**Goal of the exercise:** Output every entry exactly as written, but omit the pictures.

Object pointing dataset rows
* start *
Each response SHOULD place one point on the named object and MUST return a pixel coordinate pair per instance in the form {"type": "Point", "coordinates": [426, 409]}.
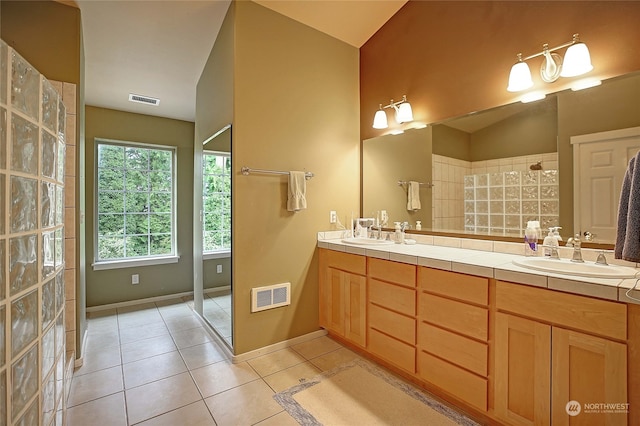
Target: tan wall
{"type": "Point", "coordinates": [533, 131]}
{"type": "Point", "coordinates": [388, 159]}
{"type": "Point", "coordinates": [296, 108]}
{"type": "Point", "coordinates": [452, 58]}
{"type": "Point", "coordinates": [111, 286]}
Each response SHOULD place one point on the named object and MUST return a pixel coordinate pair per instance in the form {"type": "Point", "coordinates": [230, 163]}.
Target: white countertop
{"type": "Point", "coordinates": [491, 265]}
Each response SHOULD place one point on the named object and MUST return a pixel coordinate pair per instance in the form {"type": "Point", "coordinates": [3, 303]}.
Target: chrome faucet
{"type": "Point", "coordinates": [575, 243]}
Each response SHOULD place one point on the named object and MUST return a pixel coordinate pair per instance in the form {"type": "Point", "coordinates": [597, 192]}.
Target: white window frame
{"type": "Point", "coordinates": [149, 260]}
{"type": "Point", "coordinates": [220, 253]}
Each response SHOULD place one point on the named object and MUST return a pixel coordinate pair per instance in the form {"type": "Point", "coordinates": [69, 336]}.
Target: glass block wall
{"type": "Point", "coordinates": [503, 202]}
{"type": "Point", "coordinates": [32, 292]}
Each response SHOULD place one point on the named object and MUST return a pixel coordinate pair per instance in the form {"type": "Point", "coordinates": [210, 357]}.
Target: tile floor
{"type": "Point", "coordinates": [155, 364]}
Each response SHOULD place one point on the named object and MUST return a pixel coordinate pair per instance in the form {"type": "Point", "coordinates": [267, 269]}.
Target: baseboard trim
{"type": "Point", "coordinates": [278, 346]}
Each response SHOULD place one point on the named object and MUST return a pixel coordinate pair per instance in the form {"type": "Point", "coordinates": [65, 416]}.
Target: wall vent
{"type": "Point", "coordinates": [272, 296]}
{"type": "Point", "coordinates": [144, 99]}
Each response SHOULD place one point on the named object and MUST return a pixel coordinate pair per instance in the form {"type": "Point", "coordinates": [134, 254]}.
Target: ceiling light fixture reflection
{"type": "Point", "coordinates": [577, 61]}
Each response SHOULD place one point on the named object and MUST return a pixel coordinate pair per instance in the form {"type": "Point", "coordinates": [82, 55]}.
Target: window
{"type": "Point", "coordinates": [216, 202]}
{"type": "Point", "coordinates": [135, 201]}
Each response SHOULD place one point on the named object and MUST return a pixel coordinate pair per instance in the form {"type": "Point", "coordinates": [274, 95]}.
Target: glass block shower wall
* end *
**The reply:**
Each response SHOULD place one point on the named object and MUST return a pixel coordinate pair per instance in the form {"type": "Point", "coordinates": [426, 409]}.
Target: tan wall
{"type": "Point", "coordinates": [533, 131]}
{"type": "Point", "coordinates": [388, 159]}
{"type": "Point", "coordinates": [296, 108]}
{"type": "Point", "coordinates": [452, 58]}
{"type": "Point", "coordinates": [111, 286]}
Each response SHOULD place one point on the named object and MUST return a pixel coordinate pair per instance in the form {"type": "Point", "coordinates": [230, 163]}.
Target: white countertop
{"type": "Point", "coordinates": [491, 265]}
Each response SHOULD place one point on the named object and MUST return a pixel coordinate pair per instance in the form {"type": "Point", "coordinates": [3, 303]}.
Target: chrome faucet
{"type": "Point", "coordinates": [575, 243]}
Each response SHOULD place one point on the named object and MUST return a pixel coordinate pair per instance in the form {"type": "Point", "coordinates": [597, 192]}.
Target: white window frame
{"type": "Point", "coordinates": [149, 260]}
{"type": "Point", "coordinates": [220, 253]}
Each response SHOULD place one point on the named object and MUST return a pixel coordinate pair per instance in the form {"type": "Point", "coordinates": [69, 336]}.
Target: glass block wall
{"type": "Point", "coordinates": [503, 202]}
{"type": "Point", "coordinates": [32, 292]}
Each response SHOULD place one point on the named object and MUST return a pixel coordinate pair per instance in the form {"type": "Point", "coordinates": [210, 357]}.
Target: tile floor
{"type": "Point", "coordinates": [155, 364]}
Each response SHOULD place one point on the named object and MUST return a pixel coordinate pair per instance in the form {"type": "Point", "coordinates": [267, 269]}.
Target: baseboard trim
{"type": "Point", "coordinates": [278, 346]}
Each response SHOULD place one point on the named object and MUST return a pixel coordinate pair per instance in the form {"type": "Point", "coordinates": [65, 416]}.
Target: wall vent
{"type": "Point", "coordinates": [272, 296]}
{"type": "Point", "coordinates": [144, 99]}
Each response SHOULD place one point on the named object and MUST return a pixel coordinate pair per instance in the form {"type": "Point", "coordinates": [134, 254]}.
Target: ceiling light fixture reflection
{"type": "Point", "coordinates": [577, 61]}
Each response SHOULD place one point on the named object and MUST return a pixel coordinate pair per instance in the form {"type": "Point", "coordinates": [82, 55]}.
Target: window
{"type": "Point", "coordinates": [216, 202]}
{"type": "Point", "coordinates": [135, 201]}
Each response SHOULD place one point on the named object and MUST return a pixel coordinate pair per instance in the form {"type": "Point", "coordinates": [274, 95]}.
Target: glass block shower wall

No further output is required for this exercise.